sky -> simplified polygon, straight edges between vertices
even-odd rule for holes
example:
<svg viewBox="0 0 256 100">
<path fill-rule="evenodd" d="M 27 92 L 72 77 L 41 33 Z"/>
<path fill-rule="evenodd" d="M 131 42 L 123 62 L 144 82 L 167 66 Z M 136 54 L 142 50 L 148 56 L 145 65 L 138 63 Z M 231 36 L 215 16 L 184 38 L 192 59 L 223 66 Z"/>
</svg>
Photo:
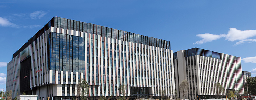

**Exercise aim:**
Reproduce every line of the items above verbatim, omitting the pictures.

**Full answer:**
sky -> simplified polygon, straight edges between vertices
even-odd rule for holes
example:
<svg viewBox="0 0 256 100">
<path fill-rule="evenodd" d="M 27 92 L 72 77 L 41 33 Z"/>
<path fill-rule="evenodd" d="M 131 42 L 123 62 L 144 82 L 167 66 Z M 136 54 L 142 50 L 148 56 L 145 65 L 138 63 Z M 231 36 L 215 16 L 184 38 L 192 59 L 223 66 Z"/>
</svg>
Photo:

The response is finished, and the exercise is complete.